Temporal Reasoning for Longitudinal EHR Summarization and Prediction

Project theme: Understanding how large language models reason over time in complex, real-world electronic health records (EHRs).

Project Motivation

Clinical care unfolds over days to weeks, not single notes. Diagnoses emerge, treatments change, and patient status evolves. While large language models (LLMs) have shown promise for clinical summarization, it remains unclear whether they can truly reason over longitudinal patient trajectories—integrating scattered events, recognizing temporal progression, and avoiding misleading shortcuts when contexts become long and complex.

This project asks a fundamental question:

Do today’s LLMs actually understand time in EHRs, or are they just good at reading long text?

What We Studied

We conducted a systematic evaluation of open-source LLMs on long-context clinical summarization and prediction tasks, redesigned to explicitly stress temporal reasoning. Using two publicly available EHR datasets, we reformulated classic clinical NLP tasks—such as discharge summarization and diagnosis prediction—into longitudinal settings where models must integrate:

• Structured data (labs, vitals, demographics)
• Unstructured clinical notes
• Events distributed across an entire hospital stay

We compared multiple modeling strategies, including:

• Standard long-context LLM prompting
• Retrieval-Augmented Generation (RAG)
• Chain-of-Thought (CoT) prompting

Key Findings

• Longer context helps input integration, but not reasoning.
• Models can read more data, but often fail to correctly track disease progression or temporal dependencies.
• Temporal reasoning remains a major bottleneck.
• Errors frequently arise from misordered events, missed clinical turning points, or over-reliance on recent notes.

[GIVEN RECORDS]:
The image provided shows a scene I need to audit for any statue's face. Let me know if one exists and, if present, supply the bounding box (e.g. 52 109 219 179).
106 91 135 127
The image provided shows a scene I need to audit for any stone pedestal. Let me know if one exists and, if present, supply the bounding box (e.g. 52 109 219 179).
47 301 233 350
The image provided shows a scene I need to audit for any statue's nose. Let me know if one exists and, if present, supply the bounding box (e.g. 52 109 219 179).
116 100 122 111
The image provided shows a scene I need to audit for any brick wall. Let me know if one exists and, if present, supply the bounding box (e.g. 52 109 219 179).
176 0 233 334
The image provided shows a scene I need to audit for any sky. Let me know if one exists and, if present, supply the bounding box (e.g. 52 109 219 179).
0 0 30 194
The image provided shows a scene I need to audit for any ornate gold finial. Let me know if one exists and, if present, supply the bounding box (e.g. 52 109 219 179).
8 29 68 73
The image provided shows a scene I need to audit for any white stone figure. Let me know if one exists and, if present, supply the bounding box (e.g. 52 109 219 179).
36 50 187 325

---

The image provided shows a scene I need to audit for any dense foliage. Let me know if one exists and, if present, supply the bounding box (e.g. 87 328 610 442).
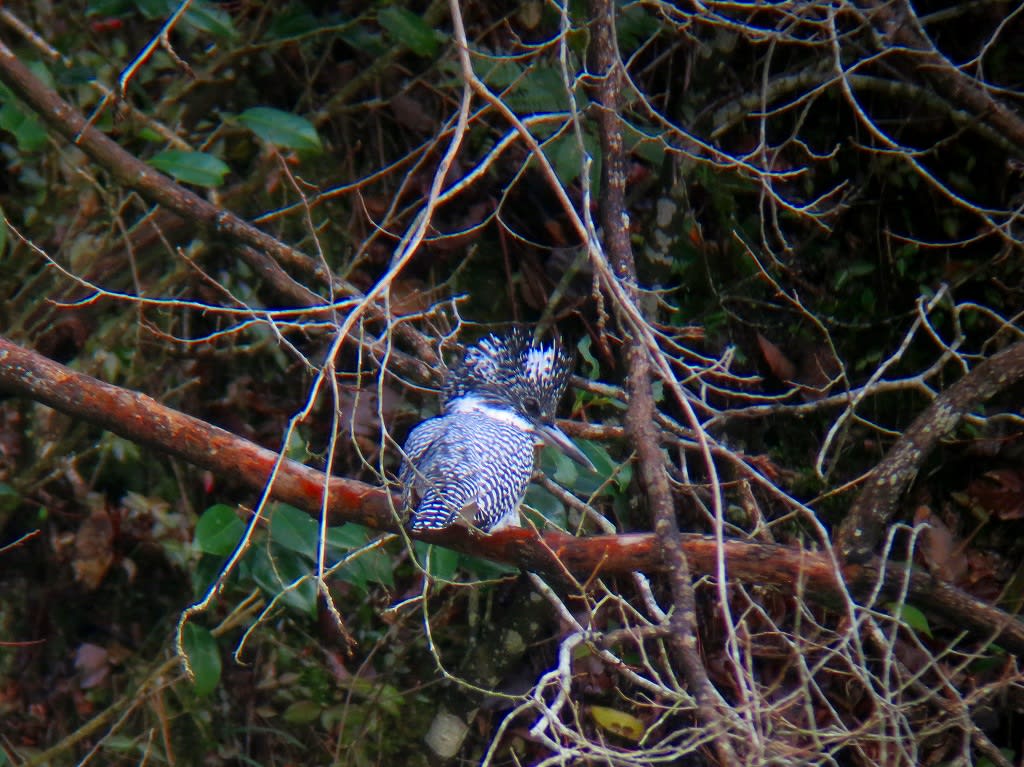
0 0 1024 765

[WORK TASK 1]: According to the project description on temporal reasoning in EHRs, which modeling strategies were compared?
[WORK TASK 2]:
For each statement, decide whether it agrees with the project description on temporal reasoning in EHRs. Answer yes or no, and quote the deciding words from the description.
(a) The evaluation covered closed-source proprietary LLMs.
(b) The structured data that models had to integrate included labs, vitals, and demographics.
(c) Longer context was found to improve models' reasoning.
[WORK TASK 3]: Write the next part of the project description on temporal reasoning in EHRs, beginning after its last sentence.
These tasks do not require the entries.

[WRITTEN RESPONSE 1]: Standard long-context LLM prompting, Retrieval-Augmented Generation (RAG), and Chain-of-Thought (CoT) prompting.

[WRITTEN RESPONSE 2]:
(a) No: "a systematic evaluation of open-source LLMs"
(b) Yes: "Structured data (labs, vitals, demographics)"
(c) No: "Longer context helps input integration, but not reasoning."

[WRITTEN RESPONSE 3]:
• RAG reduces hallucinations—but doesn’t solve the problem.
• External retrieval improves factual grounding, yet temporal and causal understanding still breaks down in long trajectories.
• Rare conditions and subtle clinical changes are especially challenging, highlighting risks for real-world deployment.

Why This Matters

This project provides one of the first systematic stress tests of LLM temporal reasoning in longitudinal EHRs. The results show that simply scaling context length or adding retrieval is not enough for safe clinical use. Instead, new modeling, representation, and evaluation approaches are needed—particularly for high-stakes settings like critical care.

Broader Impact

Our findings directly inform LARK Lab’s broader research agenda on:

• Longitudinal patient trajectory modeling
• Temporal and causal reasoning in clinical NLP
• Evaluation frameworks for trustworthy medical AI
• Safer deployment of LLMs in clinical decision support and caregiver-facing tools

Publication

This project was published as a Findings paper at EMNLP 2025, contributing benchmarks and empirical insights for the NLP and clinical AI communities.